[TASK REQUIREMENTS]
Your answer must consist of every line from the data below that includes the word "black".
******************************
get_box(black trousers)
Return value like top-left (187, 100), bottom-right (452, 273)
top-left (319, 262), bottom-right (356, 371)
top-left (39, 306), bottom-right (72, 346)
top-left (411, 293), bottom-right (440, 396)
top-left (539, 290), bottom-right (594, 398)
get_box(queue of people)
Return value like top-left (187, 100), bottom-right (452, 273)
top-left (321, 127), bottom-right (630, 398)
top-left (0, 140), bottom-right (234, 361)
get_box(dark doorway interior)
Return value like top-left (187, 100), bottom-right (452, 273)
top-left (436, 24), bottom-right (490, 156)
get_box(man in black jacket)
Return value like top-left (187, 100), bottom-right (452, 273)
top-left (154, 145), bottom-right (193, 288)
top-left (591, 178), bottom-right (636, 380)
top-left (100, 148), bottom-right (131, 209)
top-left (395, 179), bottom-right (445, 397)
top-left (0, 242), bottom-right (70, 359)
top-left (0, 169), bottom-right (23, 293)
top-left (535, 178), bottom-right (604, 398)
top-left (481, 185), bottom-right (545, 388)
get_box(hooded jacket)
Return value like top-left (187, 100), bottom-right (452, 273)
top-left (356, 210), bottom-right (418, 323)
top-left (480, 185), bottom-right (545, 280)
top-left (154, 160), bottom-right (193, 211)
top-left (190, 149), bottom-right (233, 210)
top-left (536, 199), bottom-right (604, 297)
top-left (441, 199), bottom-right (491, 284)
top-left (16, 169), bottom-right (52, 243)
******************************
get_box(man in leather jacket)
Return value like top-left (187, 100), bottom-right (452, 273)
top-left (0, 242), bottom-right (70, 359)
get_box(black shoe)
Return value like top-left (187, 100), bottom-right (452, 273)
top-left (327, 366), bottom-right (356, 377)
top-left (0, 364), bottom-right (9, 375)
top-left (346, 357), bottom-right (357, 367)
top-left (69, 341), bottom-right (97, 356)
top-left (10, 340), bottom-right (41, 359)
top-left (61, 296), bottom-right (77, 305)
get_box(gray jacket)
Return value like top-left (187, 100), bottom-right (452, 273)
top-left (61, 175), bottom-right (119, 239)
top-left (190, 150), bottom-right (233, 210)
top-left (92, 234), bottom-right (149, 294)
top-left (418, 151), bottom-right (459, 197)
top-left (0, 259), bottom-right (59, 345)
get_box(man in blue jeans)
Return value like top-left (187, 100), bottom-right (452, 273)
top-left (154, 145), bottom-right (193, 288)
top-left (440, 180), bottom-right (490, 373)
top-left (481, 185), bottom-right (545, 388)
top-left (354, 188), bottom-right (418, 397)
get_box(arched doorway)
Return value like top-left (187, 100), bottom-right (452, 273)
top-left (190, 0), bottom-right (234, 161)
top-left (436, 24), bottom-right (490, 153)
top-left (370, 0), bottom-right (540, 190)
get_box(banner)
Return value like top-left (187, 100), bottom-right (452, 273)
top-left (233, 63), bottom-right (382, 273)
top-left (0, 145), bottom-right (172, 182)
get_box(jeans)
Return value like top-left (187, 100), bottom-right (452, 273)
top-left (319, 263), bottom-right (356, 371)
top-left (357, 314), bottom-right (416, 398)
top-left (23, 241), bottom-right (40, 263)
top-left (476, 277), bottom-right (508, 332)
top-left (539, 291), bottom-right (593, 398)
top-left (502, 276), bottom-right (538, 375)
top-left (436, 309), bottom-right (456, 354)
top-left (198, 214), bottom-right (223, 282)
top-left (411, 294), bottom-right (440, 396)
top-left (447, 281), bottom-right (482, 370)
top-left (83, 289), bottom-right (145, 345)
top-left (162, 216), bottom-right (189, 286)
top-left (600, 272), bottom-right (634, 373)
******************************
[RESPONSE FOR THIS EXERCISE]
get_box(black trousers)
get_box(man in black jacket)
get_box(black shoe)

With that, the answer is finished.